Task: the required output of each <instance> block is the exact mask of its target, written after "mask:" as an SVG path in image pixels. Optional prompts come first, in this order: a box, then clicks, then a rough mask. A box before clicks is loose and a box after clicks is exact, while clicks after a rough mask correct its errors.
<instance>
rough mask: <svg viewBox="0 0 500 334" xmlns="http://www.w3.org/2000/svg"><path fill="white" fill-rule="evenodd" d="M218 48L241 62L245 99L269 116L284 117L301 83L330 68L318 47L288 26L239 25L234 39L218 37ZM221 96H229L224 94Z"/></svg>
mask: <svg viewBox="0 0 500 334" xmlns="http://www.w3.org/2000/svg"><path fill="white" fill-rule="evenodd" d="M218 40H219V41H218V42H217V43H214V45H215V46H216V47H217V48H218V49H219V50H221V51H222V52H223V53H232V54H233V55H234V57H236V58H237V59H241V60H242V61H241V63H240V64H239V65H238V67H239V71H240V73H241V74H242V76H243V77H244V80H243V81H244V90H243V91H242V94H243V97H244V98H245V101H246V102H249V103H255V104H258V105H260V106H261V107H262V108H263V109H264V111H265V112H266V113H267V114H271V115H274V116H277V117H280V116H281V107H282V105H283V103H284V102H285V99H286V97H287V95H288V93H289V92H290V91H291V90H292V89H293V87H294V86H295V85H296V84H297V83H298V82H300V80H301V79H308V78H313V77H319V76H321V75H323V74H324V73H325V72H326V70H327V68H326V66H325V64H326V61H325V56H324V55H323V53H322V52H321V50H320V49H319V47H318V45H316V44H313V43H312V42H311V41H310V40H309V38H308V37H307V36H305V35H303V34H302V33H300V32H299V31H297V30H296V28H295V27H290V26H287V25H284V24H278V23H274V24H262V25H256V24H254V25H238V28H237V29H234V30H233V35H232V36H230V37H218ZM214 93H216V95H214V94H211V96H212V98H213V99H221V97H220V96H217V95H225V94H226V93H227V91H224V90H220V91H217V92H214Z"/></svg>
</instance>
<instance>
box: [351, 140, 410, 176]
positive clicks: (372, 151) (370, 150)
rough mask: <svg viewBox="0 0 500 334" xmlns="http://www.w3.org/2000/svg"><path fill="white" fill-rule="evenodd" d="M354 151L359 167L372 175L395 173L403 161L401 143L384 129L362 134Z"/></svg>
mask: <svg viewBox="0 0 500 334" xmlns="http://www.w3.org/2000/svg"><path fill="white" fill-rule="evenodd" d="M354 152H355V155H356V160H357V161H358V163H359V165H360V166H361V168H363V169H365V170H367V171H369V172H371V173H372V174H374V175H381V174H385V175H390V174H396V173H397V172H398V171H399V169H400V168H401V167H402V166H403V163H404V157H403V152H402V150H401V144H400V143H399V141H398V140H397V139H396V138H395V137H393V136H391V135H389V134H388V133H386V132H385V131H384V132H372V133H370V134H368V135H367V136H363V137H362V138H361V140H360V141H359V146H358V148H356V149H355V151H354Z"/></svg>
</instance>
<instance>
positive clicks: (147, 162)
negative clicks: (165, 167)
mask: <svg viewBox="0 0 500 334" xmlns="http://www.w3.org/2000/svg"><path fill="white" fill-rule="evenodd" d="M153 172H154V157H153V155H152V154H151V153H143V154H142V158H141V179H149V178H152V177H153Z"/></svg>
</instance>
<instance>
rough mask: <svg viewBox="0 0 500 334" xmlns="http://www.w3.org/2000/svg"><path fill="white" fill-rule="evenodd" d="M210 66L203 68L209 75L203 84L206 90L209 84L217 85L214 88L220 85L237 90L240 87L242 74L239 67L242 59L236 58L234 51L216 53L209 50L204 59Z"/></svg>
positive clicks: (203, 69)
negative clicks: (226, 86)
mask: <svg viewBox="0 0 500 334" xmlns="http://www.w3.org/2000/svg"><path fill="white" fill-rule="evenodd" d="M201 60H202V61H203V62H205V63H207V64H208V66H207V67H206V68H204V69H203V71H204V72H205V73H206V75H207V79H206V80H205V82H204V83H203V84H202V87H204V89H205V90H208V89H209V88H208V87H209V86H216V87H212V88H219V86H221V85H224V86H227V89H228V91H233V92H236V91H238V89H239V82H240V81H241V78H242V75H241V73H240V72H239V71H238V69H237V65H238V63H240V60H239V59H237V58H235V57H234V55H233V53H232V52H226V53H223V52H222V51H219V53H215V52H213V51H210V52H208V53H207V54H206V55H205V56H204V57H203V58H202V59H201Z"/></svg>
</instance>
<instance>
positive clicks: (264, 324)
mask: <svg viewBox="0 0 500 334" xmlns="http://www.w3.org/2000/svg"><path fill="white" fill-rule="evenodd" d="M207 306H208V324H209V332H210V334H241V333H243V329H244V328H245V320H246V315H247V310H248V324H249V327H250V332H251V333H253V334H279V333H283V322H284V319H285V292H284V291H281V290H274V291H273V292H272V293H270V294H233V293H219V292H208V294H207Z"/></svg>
○ ○ ○ ○ ○ ○ ○
Give back, word for word, the lines from the one with "negative clicks: (226, 86)" through the last line of the entries, both included, and no other line.

## Exercise solution
negative clicks: (226, 86)
mask: <svg viewBox="0 0 500 334" xmlns="http://www.w3.org/2000/svg"><path fill="white" fill-rule="evenodd" d="M201 60H202V61H203V62H205V63H207V64H208V66H207V67H206V68H204V69H203V71H204V72H205V73H206V75H207V79H206V80H205V82H204V83H203V84H202V87H204V89H205V90H208V89H209V88H208V87H209V86H216V87H212V88H219V86H221V85H224V86H227V89H228V91H233V92H236V91H238V89H239V82H240V81H241V78H242V75H241V73H240V72H239V71H238V69H237V65H238V63H240V60H239V59H237V58H235V57H234V55H233V53H232V52H226V53H223V52H222V51H219V53H215V52H213V51H210V52H208V53H207V54H206V55H205V56H204V57H203V58H202V59H201Z"/></svg>
</instance>
<instance>
positive clicks: (264, 324)
mask: <svg viewBox="0 0 500 334" xmlns="http://www.w3.org/2000/svg"><path fill="white" fill-rule="evenodd" d="M207 306H208V324H209V332H210V334H241V333H243V329H244V328H245V320H246V315H247V310H248V324H249V327H250V332H251V333H253V334H279V333H283V322H284V319H285V292H284V291H281V290H274V291H273V292H272V293H270V294H233V293H219V292H208V294H207Z"/></svg>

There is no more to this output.